#### [PROBLEM STATEMENT]
Scan the entries below. Report each line where the string "small" occurs.

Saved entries
=== Section Start ===

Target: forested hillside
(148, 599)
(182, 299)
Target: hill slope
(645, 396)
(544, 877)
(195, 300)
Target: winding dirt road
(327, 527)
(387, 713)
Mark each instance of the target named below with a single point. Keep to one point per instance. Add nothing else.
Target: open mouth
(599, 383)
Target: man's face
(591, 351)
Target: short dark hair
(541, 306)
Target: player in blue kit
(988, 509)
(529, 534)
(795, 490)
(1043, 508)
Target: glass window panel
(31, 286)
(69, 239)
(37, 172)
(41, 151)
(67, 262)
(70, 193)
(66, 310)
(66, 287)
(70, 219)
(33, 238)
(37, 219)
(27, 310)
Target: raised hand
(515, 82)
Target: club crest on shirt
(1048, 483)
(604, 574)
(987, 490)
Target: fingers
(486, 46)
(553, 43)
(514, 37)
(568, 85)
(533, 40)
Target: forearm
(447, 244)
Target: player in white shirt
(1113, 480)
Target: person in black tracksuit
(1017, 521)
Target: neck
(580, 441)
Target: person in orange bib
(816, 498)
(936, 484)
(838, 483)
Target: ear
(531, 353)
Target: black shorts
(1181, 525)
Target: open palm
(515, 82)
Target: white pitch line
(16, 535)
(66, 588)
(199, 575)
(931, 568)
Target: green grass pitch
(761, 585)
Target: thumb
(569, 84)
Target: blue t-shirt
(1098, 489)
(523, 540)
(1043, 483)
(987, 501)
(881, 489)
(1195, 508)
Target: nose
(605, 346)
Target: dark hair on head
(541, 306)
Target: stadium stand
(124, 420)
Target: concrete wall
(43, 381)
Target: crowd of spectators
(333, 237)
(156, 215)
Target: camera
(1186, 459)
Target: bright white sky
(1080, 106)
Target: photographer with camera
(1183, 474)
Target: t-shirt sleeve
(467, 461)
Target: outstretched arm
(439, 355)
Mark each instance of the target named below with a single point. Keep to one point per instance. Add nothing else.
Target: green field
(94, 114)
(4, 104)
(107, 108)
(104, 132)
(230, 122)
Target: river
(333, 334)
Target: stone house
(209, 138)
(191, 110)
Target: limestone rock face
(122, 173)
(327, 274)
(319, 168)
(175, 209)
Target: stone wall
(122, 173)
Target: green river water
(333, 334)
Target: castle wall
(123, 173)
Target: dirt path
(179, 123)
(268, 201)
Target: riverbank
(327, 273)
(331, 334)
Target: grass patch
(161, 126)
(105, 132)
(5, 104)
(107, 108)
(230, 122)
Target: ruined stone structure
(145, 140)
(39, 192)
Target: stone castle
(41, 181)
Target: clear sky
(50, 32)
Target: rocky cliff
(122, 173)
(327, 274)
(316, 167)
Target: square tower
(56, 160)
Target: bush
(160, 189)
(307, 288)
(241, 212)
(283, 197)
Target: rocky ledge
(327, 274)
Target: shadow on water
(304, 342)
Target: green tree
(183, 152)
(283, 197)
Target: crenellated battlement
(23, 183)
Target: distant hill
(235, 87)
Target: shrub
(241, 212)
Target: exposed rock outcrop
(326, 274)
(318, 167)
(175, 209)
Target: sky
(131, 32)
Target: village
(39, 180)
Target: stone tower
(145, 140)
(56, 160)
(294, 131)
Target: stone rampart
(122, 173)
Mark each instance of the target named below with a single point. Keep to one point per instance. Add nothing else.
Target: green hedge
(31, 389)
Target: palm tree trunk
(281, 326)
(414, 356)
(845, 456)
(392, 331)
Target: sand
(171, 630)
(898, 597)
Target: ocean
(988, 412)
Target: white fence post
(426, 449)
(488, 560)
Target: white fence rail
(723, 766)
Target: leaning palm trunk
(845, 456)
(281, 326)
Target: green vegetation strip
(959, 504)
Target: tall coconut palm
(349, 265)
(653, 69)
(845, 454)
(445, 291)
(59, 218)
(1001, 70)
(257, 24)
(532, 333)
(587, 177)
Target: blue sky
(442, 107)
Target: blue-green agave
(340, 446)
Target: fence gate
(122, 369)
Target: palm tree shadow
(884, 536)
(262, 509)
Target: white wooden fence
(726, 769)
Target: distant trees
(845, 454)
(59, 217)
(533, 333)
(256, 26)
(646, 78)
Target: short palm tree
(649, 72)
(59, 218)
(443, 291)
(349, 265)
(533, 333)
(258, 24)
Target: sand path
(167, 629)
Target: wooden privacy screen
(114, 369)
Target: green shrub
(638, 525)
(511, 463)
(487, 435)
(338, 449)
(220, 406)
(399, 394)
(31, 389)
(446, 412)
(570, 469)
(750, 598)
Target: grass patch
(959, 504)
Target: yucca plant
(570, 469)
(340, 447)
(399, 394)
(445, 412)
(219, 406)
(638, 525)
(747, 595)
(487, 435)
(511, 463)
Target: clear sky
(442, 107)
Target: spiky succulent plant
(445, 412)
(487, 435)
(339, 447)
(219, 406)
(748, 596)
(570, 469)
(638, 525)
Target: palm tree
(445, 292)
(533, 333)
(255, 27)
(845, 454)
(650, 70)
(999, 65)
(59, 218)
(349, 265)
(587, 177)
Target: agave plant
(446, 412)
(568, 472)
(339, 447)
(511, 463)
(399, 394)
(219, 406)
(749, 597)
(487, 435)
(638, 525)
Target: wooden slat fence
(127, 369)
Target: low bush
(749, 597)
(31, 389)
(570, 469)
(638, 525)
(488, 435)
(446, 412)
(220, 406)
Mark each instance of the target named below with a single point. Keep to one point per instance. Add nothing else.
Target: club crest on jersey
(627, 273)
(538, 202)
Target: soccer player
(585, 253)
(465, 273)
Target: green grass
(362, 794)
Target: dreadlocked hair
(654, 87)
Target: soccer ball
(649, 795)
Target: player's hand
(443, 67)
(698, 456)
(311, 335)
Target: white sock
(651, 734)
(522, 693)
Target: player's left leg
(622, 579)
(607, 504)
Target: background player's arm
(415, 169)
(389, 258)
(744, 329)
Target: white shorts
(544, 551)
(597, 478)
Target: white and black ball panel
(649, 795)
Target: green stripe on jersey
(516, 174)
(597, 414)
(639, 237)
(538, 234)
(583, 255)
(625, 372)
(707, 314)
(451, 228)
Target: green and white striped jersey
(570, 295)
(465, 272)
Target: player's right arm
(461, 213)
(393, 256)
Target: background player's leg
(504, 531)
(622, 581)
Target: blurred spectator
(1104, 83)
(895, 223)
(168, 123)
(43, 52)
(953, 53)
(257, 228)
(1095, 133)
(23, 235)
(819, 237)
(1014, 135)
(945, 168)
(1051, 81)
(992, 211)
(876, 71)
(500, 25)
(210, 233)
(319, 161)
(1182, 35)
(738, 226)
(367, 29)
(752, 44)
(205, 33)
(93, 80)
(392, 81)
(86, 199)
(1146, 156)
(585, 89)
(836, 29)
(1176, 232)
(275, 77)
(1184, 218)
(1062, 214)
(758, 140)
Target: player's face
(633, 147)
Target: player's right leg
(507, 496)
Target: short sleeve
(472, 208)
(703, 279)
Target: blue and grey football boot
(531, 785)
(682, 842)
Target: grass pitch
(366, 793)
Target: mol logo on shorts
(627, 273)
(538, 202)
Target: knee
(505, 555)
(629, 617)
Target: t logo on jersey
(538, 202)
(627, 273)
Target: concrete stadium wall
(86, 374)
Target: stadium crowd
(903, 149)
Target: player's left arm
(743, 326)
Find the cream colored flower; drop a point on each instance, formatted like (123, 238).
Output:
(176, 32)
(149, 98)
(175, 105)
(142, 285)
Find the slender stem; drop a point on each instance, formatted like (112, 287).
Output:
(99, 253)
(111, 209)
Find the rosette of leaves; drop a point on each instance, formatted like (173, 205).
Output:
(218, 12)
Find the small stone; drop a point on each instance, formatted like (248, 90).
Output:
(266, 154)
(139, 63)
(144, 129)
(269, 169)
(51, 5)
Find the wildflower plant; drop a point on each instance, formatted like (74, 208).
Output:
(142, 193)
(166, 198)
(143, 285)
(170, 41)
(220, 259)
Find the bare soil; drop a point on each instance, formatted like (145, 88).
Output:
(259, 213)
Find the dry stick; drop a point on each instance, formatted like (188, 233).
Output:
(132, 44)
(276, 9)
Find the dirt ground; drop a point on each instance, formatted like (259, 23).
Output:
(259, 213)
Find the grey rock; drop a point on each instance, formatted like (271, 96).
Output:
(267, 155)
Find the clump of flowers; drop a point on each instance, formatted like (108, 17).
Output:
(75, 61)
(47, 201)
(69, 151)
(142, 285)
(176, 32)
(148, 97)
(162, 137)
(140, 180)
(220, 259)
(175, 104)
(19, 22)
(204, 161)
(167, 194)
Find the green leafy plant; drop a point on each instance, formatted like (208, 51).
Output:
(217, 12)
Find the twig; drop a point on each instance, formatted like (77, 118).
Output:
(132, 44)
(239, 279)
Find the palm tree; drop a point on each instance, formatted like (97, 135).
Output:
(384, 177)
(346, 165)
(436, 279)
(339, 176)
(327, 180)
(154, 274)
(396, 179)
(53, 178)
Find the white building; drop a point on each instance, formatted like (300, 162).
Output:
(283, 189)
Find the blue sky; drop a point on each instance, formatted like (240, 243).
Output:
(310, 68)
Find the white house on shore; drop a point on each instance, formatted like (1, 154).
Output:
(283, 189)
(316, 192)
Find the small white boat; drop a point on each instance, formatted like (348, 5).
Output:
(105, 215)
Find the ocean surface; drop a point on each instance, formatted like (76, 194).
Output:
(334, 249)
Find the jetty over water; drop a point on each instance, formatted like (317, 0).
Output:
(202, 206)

=== Section End ===

#### [EXERCISE OUTPUT]
Find the small stone; drop a point on each instance, formatted like (248, 90).
Find the small white boat; drop a point on each instance, formatted like (348, 5).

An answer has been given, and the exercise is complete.